Novak Djokovic knew there was something about Jannik Sinner long before the Italian threatened to bundle him out of Wimbledon on Tuesday afternoon. What he rediscovered about himself after coming back from two sets down to beat Sinner in five sets in the first quarter-final was that winning has never been easy for him in the tournament he treasures above all others.

Seven times in his career, Djokovic has recovered from two sets down to win. Yet there has been a shakier hand on his racket under pressure at Wimbledon, where, 20 times now, he has lost the first set and recovered to win just 11 times. In baseball parlance, he’s not always batting a thousand at the place where he has won six titles and might win a seventh next Sunday.

Related: Wimbledon quarter-finals: Goffin v Norrie, Bouzkova v Jabeur, Djokovic edges out Sinner – live!

Last year, those faltering starts in slams put him in peril 10 times - the longest sequence of his career - and he managed to get over the line nine times, including twice at Wimbledon where he first bounced back against Jack Draper and then against Matteo Berrettini to win the title.

* [Required task a]: Please rewrite the rows starting at the line containing "Where can the man's left" and ending at the last row, substituting "image" for "photo" and keeping everything else the same.
The rows that come next have no connection to the Djokovic article.

* [Information supplied]:

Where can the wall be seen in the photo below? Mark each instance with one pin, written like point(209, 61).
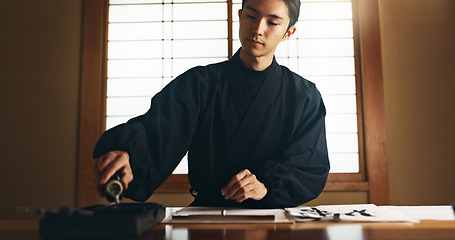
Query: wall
point(39, 99)
point(39, 94)
point(418, 49)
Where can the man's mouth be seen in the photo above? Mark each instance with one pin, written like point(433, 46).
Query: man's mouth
point(255, 41)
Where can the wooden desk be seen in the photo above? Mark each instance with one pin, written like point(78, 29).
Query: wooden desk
point(428, 230)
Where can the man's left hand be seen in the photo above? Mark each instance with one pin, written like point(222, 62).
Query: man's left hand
point(244, 185)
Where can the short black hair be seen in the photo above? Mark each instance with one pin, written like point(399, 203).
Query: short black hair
point(293, 10)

* [Required task b]: How many Wimbledon titles has Djokovic won, according to the Djokovic article?

* [Expected answer a]:
Where can the man's left hand be seen in the image above? Mark each instance with one pin, written like point(222, 62).
Query: man's left hand
point(244, 185)
Where can the short black hair be seen in the image above? Mark each instance with one pin, written like point(399, 203).
Query: short black hair
point(293, 10)

* [Expected answer b]: Six.